▶ **Set problem**:
Answer these questions using the passage on training to muscle failure.
(a) Over what period were reductions in resting testosterone and insulin-like growth factor reported in lifters who repeatedly trained to failure?
(b) In the Australian study, how did the strength gains of lifters who took one of their four bench press sets to failure compare with those of lifters who took none to failure?
(c) For how many days may beginners be too sore to move after doing new movements until the point of failure?

▶ **Passage provided**:
The downside of training to muscle failure
The downside of training to muscle failure is that the potential for overtraining and psychological burnout increases. Reductions in resting testosterone and insulin-like growth factor concentrations – widely used markers of overtraining – have been reported when lifters repeatedly trained to failure over a 16-week period. Thus, although some failure training is necessary to maximize muscle development, too much can become counterproductive.
Another caveat about training to failure is safety. For obvious reasons, it is not a recommended method of training for those who train alone, except when done with exercises that use machines or where it is easy to return the weight to a safe location.
How much is too much? How often you should train to muscle failure?
Tough to say. Some lifters can tolerate training to muscle failure more readily than others. The key is to periodize this variable over the course of a training cycle. If any signs of overtraining manifest, reduce the frequency of sets performed to muscle failure accordingly.
Therefore, the key here appears to be the number of sets you perform to failure – and that number appears to be one. Australian researchers discovered that when trained lifters completed one set to failure of the four sets they trained with on the bench press for eight weeks, they had double the strength gains of lifters who did not complete any of the four sets to failure.
And in a follow-up study, they discovered that doing more than one set to failure on the bench press for eight weeks offered no additional increase in strength gains. In fact, when comparing the two studies, the strength gains reported in the study using multiple sets to failure were less impressive than the strength gains reported In the study using just one set to failure.
The reason may be that performing only one set to failure allows for enough stimulus to be delivered to the muscle fibers without fatiguing the muscle too much, which can limit muscle strength during the workout when training with too many sets to failure. Also, always listen to your body!
Closing thoughts
Training to muscle failure means choosing the heaviest weight that allows you to complete all of the prescribed repetitions, keeping in mind that you have to reach muscle failure after each set (on the last rep). Lifting to muscle failure is advanced and extremely powerful stuff if you use it the right way. Training to the point of failure allows you to recruit the largest number of motor units, which in turn results in maximal muscle-fibre stimulation. Performing a set to failure generates 100 percent intensity, and the magnitude of this huge stimulus results in hypertrophic adaptation. If you want muscular growth, you must work the muscle to the point of failure.
However, training to failure on a regular basis may be counterproductive; it increases the risk of injury both acutely (because of the extreme effort during each lift) and chronically (because of the maximum effort given workout after workout). This is especially true for beginners in weight training. Doing new movements until the point of failure – where the muscles in play absolutely give out – may make you too sore to move for the next 2 to 3 days. It’s hard to get bigger and stronger when you can’t move. For advanced lifters, the answer is a little more debatable. You don’t always have to train to failure, but you do have to progressively increase what you are doing.
Taking advantage of this advanced training technique is rather simple. Choose any basic strength training program and be sure to perform the last set, and only the last set, of every exercise to muscle failure. Pushing to failure on at least your last set is a compromise between volume and intensity.

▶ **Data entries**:
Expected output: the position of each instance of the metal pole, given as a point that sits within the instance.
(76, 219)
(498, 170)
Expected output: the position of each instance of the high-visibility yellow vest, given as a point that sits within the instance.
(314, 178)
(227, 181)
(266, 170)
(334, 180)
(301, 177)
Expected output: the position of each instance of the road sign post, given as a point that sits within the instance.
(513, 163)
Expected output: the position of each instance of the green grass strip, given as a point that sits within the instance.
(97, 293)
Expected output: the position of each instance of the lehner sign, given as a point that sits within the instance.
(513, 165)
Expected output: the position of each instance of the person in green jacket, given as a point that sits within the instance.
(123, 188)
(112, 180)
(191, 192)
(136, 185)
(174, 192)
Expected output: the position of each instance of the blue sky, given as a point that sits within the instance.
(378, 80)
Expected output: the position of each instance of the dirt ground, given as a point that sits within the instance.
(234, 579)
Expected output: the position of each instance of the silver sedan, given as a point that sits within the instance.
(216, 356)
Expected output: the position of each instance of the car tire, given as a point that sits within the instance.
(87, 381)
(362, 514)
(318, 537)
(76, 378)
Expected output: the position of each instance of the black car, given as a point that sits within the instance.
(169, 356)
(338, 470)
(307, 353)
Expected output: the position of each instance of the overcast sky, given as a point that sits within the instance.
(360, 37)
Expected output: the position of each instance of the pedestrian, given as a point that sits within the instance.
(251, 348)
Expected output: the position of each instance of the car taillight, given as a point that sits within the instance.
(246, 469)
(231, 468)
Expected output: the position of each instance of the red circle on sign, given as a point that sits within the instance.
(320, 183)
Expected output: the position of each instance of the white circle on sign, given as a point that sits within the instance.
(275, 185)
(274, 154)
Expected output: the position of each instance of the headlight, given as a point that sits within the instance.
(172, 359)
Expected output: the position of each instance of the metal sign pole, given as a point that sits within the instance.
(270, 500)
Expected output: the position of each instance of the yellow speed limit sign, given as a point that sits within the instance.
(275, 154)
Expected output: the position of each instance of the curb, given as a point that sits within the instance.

▶ **The solution**:
(a) A 16-week period.
(b) They had double the strength gains.
(c) 2 to 3 days.